--- begin Input material ---

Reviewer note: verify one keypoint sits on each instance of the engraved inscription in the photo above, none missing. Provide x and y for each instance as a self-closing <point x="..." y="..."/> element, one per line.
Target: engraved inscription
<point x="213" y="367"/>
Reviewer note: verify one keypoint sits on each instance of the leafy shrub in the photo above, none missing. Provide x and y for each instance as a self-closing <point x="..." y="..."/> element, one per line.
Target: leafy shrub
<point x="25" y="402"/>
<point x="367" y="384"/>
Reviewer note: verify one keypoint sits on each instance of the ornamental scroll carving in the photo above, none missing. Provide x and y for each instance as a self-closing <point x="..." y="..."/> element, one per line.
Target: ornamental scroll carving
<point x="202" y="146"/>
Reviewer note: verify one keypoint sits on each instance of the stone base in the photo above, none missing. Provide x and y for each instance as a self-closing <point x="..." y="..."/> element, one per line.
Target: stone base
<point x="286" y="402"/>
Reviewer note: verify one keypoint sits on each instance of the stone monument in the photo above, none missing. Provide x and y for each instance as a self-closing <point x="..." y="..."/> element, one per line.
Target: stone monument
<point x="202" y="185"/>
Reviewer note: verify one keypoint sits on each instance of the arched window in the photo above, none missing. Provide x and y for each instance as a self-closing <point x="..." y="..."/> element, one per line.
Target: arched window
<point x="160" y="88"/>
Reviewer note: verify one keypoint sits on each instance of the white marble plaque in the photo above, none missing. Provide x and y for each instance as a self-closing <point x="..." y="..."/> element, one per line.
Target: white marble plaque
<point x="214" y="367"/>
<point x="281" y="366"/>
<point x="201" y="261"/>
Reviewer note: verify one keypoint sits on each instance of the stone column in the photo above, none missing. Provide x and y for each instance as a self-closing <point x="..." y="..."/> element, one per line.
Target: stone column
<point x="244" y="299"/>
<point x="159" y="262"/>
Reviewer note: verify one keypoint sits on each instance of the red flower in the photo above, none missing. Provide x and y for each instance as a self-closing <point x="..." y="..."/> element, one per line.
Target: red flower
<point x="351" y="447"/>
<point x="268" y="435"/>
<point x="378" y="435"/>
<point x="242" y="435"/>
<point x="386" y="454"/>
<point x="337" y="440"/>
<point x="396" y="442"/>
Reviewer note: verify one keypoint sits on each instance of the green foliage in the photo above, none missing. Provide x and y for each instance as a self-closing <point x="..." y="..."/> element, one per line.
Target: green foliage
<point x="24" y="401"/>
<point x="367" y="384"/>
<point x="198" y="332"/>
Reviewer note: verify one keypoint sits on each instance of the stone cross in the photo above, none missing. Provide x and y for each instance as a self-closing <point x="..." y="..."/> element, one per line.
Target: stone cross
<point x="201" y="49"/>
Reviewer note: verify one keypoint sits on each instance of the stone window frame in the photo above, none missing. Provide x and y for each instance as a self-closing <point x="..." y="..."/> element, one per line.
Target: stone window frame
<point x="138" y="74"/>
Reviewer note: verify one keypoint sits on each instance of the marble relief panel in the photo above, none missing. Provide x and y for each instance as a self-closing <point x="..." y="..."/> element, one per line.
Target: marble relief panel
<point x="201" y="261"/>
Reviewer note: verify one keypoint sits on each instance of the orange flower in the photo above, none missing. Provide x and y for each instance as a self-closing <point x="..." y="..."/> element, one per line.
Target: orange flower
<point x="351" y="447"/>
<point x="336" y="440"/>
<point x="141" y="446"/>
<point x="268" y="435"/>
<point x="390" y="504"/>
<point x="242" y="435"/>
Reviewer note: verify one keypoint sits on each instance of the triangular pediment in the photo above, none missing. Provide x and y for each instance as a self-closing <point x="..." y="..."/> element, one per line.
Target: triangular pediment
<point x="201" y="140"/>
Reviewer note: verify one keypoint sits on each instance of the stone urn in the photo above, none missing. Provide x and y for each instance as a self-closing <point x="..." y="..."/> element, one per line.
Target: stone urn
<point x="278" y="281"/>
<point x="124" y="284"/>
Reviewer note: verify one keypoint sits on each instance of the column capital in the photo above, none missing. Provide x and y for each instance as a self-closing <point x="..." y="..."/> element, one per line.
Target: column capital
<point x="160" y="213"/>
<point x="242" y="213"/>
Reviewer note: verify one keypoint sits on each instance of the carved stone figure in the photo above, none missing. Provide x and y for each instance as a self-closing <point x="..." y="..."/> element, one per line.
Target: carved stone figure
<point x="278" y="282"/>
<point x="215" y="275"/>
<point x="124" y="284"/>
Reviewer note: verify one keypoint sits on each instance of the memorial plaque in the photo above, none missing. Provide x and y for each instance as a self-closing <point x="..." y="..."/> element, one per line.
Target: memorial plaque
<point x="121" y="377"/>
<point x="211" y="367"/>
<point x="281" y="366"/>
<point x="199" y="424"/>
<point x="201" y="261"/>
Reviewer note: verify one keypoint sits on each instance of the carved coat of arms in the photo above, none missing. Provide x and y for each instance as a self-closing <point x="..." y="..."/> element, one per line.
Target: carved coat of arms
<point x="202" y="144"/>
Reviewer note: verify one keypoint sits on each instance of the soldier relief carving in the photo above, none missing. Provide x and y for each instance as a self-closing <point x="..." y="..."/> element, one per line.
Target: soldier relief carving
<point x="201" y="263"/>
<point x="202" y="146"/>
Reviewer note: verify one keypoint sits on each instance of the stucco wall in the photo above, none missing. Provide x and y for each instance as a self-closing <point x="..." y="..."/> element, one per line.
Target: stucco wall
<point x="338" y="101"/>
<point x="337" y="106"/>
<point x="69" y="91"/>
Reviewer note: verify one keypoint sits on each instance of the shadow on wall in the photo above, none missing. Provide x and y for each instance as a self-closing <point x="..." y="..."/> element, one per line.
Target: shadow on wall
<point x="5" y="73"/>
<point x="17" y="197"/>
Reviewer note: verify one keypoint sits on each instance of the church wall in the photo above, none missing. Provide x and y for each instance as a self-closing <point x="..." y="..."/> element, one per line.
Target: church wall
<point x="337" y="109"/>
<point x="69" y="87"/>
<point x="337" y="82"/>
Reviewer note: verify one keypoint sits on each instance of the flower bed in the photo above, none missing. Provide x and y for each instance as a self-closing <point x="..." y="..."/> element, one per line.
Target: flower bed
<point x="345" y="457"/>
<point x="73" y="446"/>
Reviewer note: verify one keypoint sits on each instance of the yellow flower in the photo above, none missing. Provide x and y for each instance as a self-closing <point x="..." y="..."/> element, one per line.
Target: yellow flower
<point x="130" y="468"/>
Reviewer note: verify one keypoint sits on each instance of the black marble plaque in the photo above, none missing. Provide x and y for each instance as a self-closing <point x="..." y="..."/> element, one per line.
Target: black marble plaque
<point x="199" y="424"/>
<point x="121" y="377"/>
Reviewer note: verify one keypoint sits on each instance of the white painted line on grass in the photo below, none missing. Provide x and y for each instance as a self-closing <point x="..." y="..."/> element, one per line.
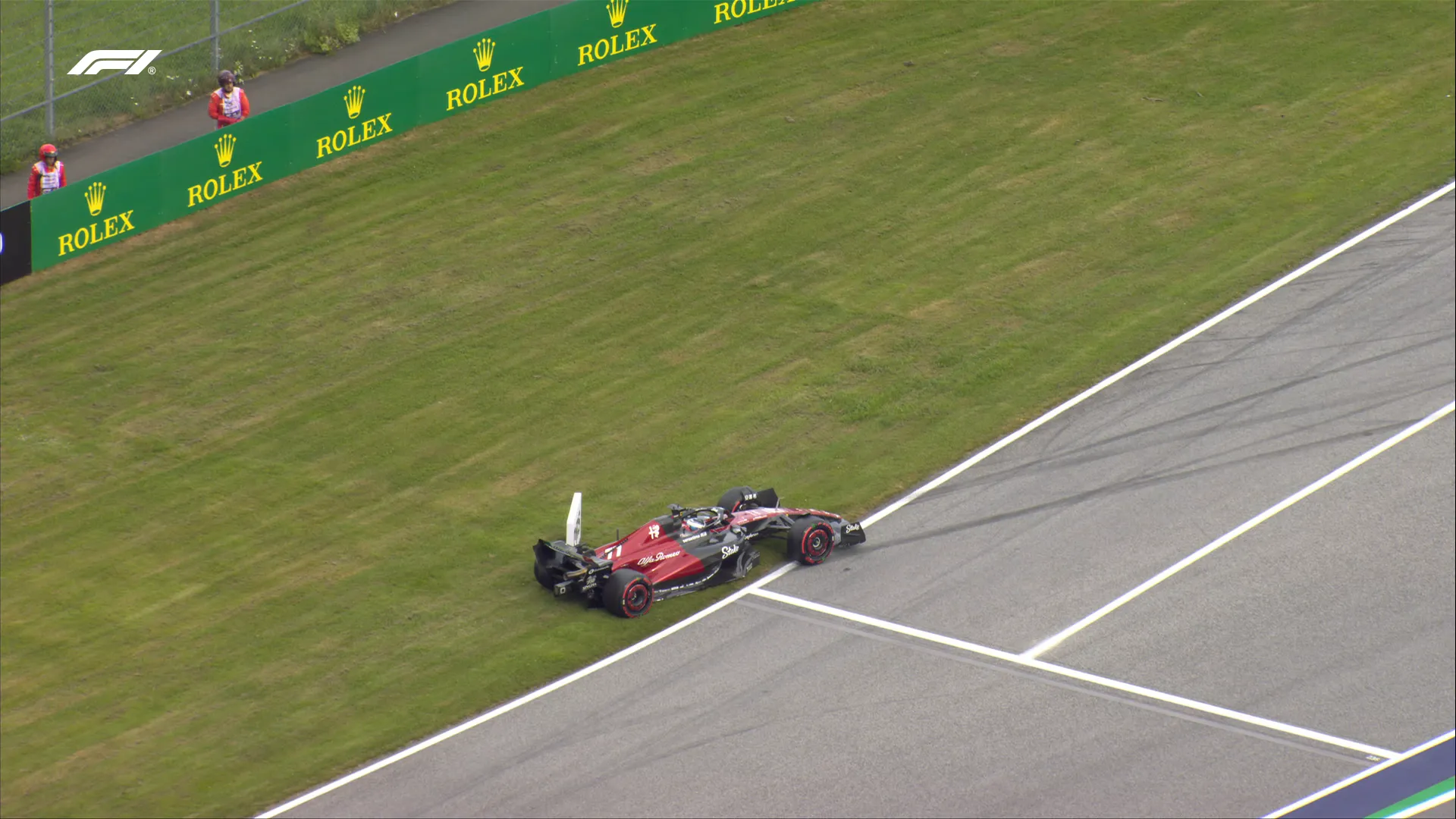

--- end Input material ---

**Your goal**
Copy out the material above word for word, leaving out the picture.

**Response to this task**
Reviewer note: verify one keypoint sits on each instance of the engraved inscription in the photo above, none missing. Provide x and y for each instance as a self-closing <point x="..." y="..."/> element, one per line.
Target: engraved inscription
<point x="213" y="367"/>
Reviewer note: verify one keypoint sits on each instance of the leafy shrub in the photo above, none missing. Provide x and y for each instance as a self-closing <point x="..." y="..."/> element, one per line.
Target: leafy shrub
<point x="25" y="402"/>
<point x="367" y="384"/>
Reviewer note: verify one keypoint sits on each instance of the ornamental scroll carving in the photo above, none missing. Provide x and y for each instance as a self-closing <point x="..." y="..."/> element, one per line.
Target: ornamental scroll carving
<point x="202" y="146"/>
Reviewer note: verify one keypoint sits on each instance of the stone base in the photo above, none missing. Provide x and y for each instance as a self-closing <point x="..." y="..."/> element, one per line.
Target: stone base
<point x="286" y="402"/>
Reviewer note: verify one keypoint sits on each instance of the stone monument in the photo above, none missing. Provide x and y for each instance as a self-closing <point x="..." y="..."/> element, one per line.
Target: stone monument
<point x="202" y="185"/>
Reviewer note: verify one keypoint sits on each instance of the arched window in the photo above, none missing. Provide x and y for each instance as a self-closing <point x="..." y="..."/> element, one per line.
Target: arched window
<point x="160" y="88"/>
Reviewer note: verify one keypoint sits on each instance of the white marble plaque in the photo above, none missing. Provide x and y for each instance as a self-closing <point x="..." y="..."/> element, one per line.
Target: white marble plaque
<point x="214" y="367"/>
<point x="281" y="366"/>
<point x="201" y="261"/>
Reviewer note: verify one keypoint sits on each instance of the stone column in the photo above, none missing. Provide x and y for each instance as a self-closing <point x="..." y="..."/> element, one per line.
Target: stone column
<point x="244" y="299"/>
<point x="159" y="262"/>
Reviewer note: verify one keypoint sits on each instance of the red flower in the photo above, none missing. Provide x and y for each instance as a self-closing <point x="..." y="..."/> element, one per line.
Target: red flower
<point x="351" y="447"/>
<point x="268" y="435"/>
<point x="378" y="435"/>
<point x="242" y="435"/>
<point x="386" y="454"/>
<point x="337" y="440"/>
<point x="396" y="442"/>
Reviewer note: verify one keypoint sits on each instance of the green foliage in the photo above, none missing. Provide x and y for each instance as a self-closing <point x="..." y="..."/> element, one per line.
Target: green foliage
<point x="24" y="401"/>
<point x="367" y="384"/>
<point x="198" y="332"/>
Reviewer note: verify one keypoint sits on each instance of the stone cross in the photo above, none missing. Provide x and y for each instance as a self-closing <point x="..." y="..."/> element, one per line.
Target: stone cross
<point x="201" y="49"/>
Reviewer note: verify one keypoint sits on each instance of the stone window frame in the photo above, none missing. Provide x and y for each instance as a self-closing <point x="..." y="..."/> element, one per line.
Target: stone window frame
<point x="138" y="74"/>
Reviewer note: verify one keypoint sits on each instance of the marble relief panel in the photo above, none missing. Provide x and y for each instance as a self-closing <point x="..." y="..."/> element, one per line.
Target: marble relief panel
<point x="201" y="261"/>
Reviewer note: verify one keypoint sits on each instance of the orange flower in the photo above, none missing. Provide x and y for each instance as a self-closing <point x="..." y="..."/> element, one per line.
Target: orange flower
<point x="351" y="447"/>
<point x="336" y="440"/>
<point x="141" y="446"/>
<point x="268" y="435"/>
<point x="390" y="504"/>
<point x="242" y="435"/>
Reviewer note: verify one keypoint sits on each instance of the triangular pediment in the photo above, none missing. Provide x and y for each instance as a self-closing <point x="..." y="..."/> element, one per line.
Target: triangular pediment
<point x="201" y="140"/>
Reviewer note: verify one keypoint sits on each instance of the stone urn in the photo above, none missing. Provide x and y for each instance as a self-closing <point x="..." y="..."/> element, one per line.
Target: stone urn
<point x="278" y="281"/>
<point x="124" y="284"/>
Reviewer note: verify one keypoint sits on each instance of the column capital in the photo above, none missing. Provide x and y for each instance as a self-closing <point x="..." y="..."/> element, one per line.
Target: column capital
<point x="160" y="213"/>
<point x="242" y="213"/>
Reviewer note: verify one keypoint sits on each instance of the carved stone figure in the photo above, none missing. Provide x and y for each instance as a self-closing <point x="..." y="..."/> element, one per line.
Target: carved stone figure
<point x="278" y="282"/>
<point x="215" y="275"/>
<point x="124" y="284"/>
Reviewer note: verify one keypoint sits on each instance of the memorial plaque in the photo above, none missing. Provide x and y for each instance as a self-closing <point x="..." y="..."/> element, one per line.
Target: memorial plaque
<point x="121" y="377"/>
<point x="211" y="367"/>
<point x="281" y="366"/>
<point x="199" y="424"/>
<point x="201" y="261"/>
Reviewer note: verify one keypoint sits on each instance of the carved coat of arms in the photo above, none missing. Provide x and y for each instance as a self-closing <point x="..." y="..."/> element, one per line.
Target: carved coat of arms
<point x="202" y="144"/>
Reviewer note: verify one keypoint sits on each instance of the soldier relief carving in the photo above, none missing. Provide x and y for each instance as a self-closing <point x="..." y="..."/> element, one per line.
Target: soldier relief carving
<point x="201" y="263"/>
<point x="202" y="146"/>
Reviewer note: verify one keypoint sits on each instance of the stucco wall in the photo above, none missing. Provide x and y for each instance as a self-closing <point x="..." y="..."/> element, one per line.
Target: stucco wall
<point x="338" y="101"/>
<point x="337" y="106"/>
<point x="69" y="91"/>
Reviewer note: verify one keypoint sits on each instance of the shadow on wall in the photo above, none missing. Provide x and y for each instance as a self-closing <point x="..." y="..."/> element, one per line.
Target: shadow on wall
<point x="5" y="73"/>
<point x="17" y="197"/>
Reviewer note: verify one keypoint sits on each instance of the church wall in the photo above, none missing. Provide x and y for each instance as a self-closing <point x="..." y="..."/> element, one per line.
Target: church wall
<point x="337" y="109"/>
<point x="69" y="87"/>
<point x="337" y="82"/>
Reviewer note: verify one keypoint sits on each instance of the flower bed in the photo above, none missing. Provide x and y for each instance as a self-closing <point x="..." y="..."/> element, one per line.
Target: flower bed
<point x="345" y="457"/>
<point x="73" y="446"/>
Reviewer note: verify one keypoint sits on each instance of the yellow flower in the photo above, none missing. Provide x and y for each instance as a self-closing <point x="..." y="..."/> element, one per line.
Target: yellow flower
<point x="130" y="468"/>
Reviewer note: verify one keypoint sits on each instance of the black marble plaque in the photo above, none missing. Provide x and y for each instance as a self-closing <point x="..." y="..."/> element, one per line.
Target: black marble plaque
<point x="199" y="424"/>
<point x="121" y="377"/>
Reviewer note: verify one keypoint sits on each instance of the white painted line on grass in the photo below, none missing. Provide x and y for each instance as a self-closing <point x="..." y="..."/> element, one per line.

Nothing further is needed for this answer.